__SET EXERCISE__
From the 9-11 anniversary text below, list every group of people it gives as showing the greatness of America, with what each group did.

__EXTRACTED TEXT__
--

On Sept. 11, 2001, the people of Hawaii woke to the shock and horror of the terrorist attacks on the East Coast. These senseless acts tore at the very fabric of our nation as we struggled to comprehend how such deliberate cruelty could take place in our homeland.
More than 3,000 innocent people, including men and women from Hawaii, lost their lives that day, and the peace and security we once took for granted within our own borders was shattered.
In the face of death and destruction, we also saw the greatness of America. Emergency workers risked their own lives to save strangers.
People from every corner of the nation gave from their hearts to help the victims. Courageous survivors rebuilt their lives. Family members who were left behind carried on the legacy of their loved ones.
As we reflect upon the terrible events of 9-11, we cannot forget the brave men and women currently serving our country in Iraq and Afghanistan, and those committed to preserving freedom and democracy around the world.
On this fourth anniversary of 9-11, our nation is again faced with the difficult task of recovering from another national disaster as we grieve for those who perished or were left homeless in the wake of Hurricane Katrina. As the survivors of this tragedy struggle to rebuild their cities and their lives, the unity and resolve of all Americans is being tested once again.

--

__RECORD EXTRACTS__
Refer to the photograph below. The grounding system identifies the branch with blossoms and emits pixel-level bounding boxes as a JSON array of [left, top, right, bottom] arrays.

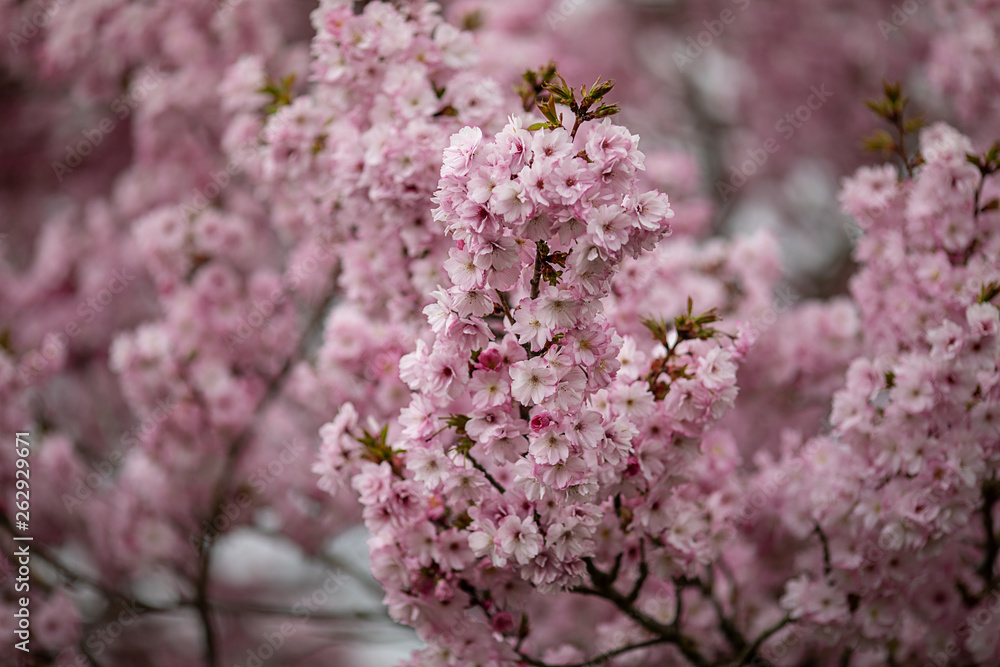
[[317, 73, 800, 665]]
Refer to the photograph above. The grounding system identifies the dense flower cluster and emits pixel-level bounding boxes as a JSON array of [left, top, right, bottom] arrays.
[[736, 124, 1000, 664], [0, 0, 1000, 667], [317, 111, 768, 664]]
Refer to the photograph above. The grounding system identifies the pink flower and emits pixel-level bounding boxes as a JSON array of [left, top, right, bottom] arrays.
[[510, 357, 557, 405], [493, 515, 542, 565], [441, 127, 483, 176]]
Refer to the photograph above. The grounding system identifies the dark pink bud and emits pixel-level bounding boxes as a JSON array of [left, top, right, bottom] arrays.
[[625, 456, 639, 477], [531, 412, 552, 433], [478, 347, 503, 371], [492, 611, 514, 635]]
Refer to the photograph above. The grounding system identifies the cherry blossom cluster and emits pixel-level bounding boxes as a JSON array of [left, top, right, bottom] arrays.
[[749, 123, 1000, 664], [316, 104, 788, 665], [235, 0, 511, 320]]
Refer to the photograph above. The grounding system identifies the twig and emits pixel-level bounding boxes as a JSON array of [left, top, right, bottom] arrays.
[[531, 243, 545, 301], [736, 616, 792, 665]]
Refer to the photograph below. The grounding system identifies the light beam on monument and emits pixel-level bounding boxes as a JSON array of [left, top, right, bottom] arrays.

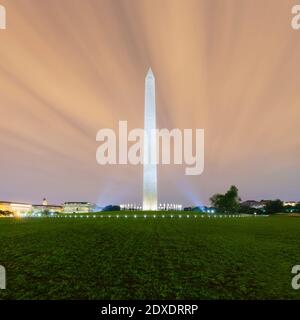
[[143, 68, 157, 211]]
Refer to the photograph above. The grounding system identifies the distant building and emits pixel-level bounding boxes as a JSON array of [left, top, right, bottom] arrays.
[[0, 201, 32, 215], [63, 202, 97, 213], [32, 198, 63, 213], [241, 200, 265, 209], [283, 201, 298, 207]]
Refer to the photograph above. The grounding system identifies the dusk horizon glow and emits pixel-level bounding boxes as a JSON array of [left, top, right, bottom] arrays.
[[0, 0, 300, 206]]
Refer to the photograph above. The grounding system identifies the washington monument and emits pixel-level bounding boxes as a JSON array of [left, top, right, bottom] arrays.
[[143, 68, 157, 211]]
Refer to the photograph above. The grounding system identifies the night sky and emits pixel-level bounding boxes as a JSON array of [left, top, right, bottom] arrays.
[[0, 0, 300, 205]]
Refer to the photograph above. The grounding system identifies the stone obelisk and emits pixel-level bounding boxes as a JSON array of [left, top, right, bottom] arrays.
[[143, 68, 157, 211]]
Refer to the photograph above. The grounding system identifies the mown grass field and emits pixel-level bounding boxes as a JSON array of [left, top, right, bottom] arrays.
[[0, 217, 300, 299]]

--

__EXERCISE OUTPUT__
- Emergency workers: risked their own lives to save strangers.
- People from every corner of the nation: gave from their hearts to help the victims.
- Courageous survivors: rebuilt their lives.
- Family members who were left behind: carried on the legacy of their loved ones.